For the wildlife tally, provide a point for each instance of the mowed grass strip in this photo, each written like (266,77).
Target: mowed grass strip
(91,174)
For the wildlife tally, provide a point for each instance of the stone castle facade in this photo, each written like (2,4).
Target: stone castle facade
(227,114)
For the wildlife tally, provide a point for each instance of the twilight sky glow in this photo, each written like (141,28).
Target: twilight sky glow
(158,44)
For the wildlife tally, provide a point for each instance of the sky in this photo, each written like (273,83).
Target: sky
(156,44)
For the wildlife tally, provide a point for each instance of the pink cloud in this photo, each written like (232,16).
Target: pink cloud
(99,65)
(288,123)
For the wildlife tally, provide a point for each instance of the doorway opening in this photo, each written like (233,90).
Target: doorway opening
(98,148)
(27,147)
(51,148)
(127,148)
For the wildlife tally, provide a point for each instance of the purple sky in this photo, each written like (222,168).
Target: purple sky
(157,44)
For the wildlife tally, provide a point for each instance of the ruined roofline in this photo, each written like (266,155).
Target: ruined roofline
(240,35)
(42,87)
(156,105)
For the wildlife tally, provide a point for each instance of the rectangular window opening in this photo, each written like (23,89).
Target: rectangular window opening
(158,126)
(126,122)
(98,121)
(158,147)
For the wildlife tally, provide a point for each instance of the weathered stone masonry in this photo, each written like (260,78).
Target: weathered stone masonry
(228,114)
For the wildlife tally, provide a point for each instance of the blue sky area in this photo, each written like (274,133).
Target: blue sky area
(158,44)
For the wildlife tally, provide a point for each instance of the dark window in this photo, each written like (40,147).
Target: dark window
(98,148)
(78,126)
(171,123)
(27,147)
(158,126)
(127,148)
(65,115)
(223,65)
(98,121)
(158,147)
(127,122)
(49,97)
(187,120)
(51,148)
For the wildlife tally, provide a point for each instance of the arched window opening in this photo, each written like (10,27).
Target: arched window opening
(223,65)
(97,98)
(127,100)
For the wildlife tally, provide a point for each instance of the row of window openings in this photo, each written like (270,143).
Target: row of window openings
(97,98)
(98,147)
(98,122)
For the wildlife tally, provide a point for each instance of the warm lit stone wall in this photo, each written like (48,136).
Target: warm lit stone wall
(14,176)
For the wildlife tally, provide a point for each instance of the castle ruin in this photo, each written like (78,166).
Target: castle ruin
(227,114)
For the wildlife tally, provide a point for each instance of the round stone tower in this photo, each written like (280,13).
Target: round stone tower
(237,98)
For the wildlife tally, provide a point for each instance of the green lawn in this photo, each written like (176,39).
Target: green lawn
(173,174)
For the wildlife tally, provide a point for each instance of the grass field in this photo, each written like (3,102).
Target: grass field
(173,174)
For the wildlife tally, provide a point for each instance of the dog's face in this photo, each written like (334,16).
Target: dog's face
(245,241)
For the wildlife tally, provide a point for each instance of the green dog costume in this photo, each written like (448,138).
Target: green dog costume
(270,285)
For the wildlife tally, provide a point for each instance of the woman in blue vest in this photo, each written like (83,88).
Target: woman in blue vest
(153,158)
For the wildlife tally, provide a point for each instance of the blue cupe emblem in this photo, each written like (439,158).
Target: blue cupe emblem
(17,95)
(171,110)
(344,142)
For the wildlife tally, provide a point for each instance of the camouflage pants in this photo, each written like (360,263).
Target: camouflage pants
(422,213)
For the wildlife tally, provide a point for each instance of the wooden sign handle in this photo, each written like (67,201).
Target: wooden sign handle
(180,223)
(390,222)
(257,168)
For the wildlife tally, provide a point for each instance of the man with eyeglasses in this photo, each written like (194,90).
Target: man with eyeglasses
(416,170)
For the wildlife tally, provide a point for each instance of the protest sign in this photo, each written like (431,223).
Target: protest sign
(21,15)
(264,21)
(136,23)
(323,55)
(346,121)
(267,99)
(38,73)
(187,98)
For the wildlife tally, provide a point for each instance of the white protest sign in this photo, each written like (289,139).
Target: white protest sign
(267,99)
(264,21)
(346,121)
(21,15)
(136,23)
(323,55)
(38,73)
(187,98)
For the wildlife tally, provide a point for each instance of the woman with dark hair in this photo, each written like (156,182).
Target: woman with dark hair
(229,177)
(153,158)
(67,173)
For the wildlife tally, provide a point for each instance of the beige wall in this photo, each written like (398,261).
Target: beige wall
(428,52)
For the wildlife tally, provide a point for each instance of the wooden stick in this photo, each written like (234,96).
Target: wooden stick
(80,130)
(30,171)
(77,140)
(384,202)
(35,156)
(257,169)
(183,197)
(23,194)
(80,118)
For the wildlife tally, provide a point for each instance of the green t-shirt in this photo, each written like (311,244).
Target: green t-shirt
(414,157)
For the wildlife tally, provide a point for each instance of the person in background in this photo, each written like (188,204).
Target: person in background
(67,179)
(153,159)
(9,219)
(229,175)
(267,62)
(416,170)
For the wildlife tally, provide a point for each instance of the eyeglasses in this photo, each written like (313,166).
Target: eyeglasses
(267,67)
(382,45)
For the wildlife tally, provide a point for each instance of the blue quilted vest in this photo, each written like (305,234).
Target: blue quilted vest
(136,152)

------------------------

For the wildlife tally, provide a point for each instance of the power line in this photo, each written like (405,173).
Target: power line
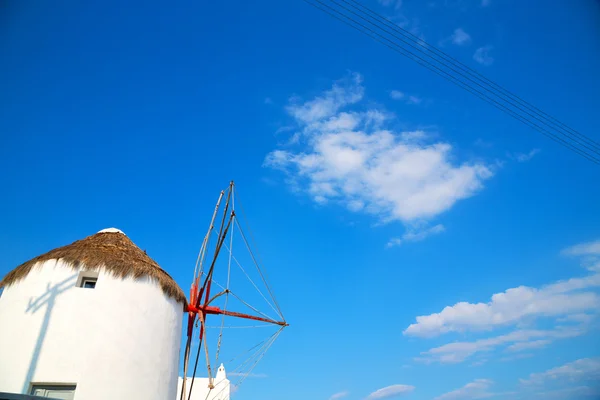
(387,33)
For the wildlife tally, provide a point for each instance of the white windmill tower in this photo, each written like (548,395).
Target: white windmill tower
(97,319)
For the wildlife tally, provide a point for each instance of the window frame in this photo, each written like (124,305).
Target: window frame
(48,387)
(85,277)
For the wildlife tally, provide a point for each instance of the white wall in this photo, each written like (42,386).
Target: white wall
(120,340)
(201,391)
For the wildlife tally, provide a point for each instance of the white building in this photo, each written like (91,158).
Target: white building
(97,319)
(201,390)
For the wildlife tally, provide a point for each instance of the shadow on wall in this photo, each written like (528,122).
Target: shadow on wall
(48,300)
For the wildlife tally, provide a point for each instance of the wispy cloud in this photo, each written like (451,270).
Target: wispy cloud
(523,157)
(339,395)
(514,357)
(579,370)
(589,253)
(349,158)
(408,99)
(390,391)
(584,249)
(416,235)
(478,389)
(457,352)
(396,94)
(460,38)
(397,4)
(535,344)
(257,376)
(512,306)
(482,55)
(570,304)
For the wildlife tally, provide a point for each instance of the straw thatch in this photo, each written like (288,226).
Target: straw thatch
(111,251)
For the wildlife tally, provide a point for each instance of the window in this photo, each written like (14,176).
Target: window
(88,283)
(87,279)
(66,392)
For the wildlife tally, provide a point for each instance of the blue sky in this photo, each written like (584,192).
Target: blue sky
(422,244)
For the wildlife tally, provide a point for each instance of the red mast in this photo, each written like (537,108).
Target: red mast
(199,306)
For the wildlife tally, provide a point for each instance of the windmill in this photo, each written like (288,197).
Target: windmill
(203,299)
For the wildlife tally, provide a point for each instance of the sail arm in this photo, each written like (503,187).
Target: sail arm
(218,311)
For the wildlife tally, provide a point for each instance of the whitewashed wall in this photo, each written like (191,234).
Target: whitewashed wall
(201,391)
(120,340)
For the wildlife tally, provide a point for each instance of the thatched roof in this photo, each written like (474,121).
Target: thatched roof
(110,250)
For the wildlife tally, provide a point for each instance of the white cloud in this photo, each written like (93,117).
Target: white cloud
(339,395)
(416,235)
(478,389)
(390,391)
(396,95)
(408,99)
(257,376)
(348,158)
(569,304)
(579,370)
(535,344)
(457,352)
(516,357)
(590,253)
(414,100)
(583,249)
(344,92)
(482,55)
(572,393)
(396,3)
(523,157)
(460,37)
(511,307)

------------------------

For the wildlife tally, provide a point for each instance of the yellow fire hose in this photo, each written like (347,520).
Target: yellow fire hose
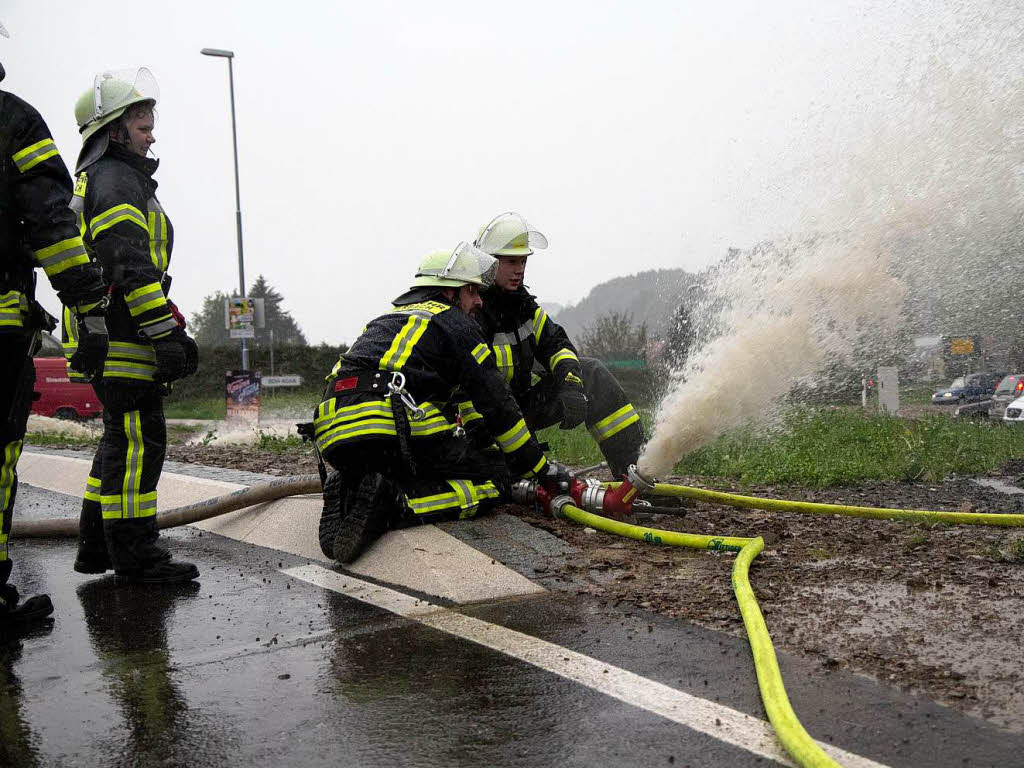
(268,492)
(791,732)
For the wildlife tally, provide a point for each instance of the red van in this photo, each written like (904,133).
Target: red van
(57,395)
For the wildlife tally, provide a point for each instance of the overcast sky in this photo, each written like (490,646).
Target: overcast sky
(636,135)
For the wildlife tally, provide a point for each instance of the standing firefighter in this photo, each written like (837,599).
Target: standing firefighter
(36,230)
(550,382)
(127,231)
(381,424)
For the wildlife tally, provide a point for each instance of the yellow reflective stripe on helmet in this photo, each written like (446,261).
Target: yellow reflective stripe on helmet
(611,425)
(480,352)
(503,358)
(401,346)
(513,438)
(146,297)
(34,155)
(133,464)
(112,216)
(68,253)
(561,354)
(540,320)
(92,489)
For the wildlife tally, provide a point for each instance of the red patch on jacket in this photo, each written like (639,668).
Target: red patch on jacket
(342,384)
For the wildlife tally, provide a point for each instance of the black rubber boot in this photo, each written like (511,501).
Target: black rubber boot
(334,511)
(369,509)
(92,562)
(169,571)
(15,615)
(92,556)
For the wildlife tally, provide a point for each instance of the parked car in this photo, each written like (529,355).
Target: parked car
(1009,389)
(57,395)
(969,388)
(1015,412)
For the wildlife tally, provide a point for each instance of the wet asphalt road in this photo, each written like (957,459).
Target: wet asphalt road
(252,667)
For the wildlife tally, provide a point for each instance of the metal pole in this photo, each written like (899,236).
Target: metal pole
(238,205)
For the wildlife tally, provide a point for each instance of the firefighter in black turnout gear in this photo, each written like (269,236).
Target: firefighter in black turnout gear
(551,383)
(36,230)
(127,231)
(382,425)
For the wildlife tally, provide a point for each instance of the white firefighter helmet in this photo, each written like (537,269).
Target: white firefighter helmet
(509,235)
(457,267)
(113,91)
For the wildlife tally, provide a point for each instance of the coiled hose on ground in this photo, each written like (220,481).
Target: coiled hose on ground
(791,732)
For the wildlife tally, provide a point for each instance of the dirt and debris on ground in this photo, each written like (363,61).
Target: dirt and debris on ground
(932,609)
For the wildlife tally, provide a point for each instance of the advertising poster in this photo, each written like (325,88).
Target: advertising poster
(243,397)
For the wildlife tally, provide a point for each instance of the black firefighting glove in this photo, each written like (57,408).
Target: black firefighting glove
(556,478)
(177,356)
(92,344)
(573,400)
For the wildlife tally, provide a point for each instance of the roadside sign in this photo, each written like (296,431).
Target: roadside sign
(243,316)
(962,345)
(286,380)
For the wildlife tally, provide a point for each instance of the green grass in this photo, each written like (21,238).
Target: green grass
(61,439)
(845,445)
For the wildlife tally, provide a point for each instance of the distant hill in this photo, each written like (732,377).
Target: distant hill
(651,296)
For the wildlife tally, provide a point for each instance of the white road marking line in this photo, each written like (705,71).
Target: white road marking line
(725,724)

------------------------

Count the lines in the entries above that contain the word "castle". Give only the number.

> _PROBLEM SOLUTION_: 4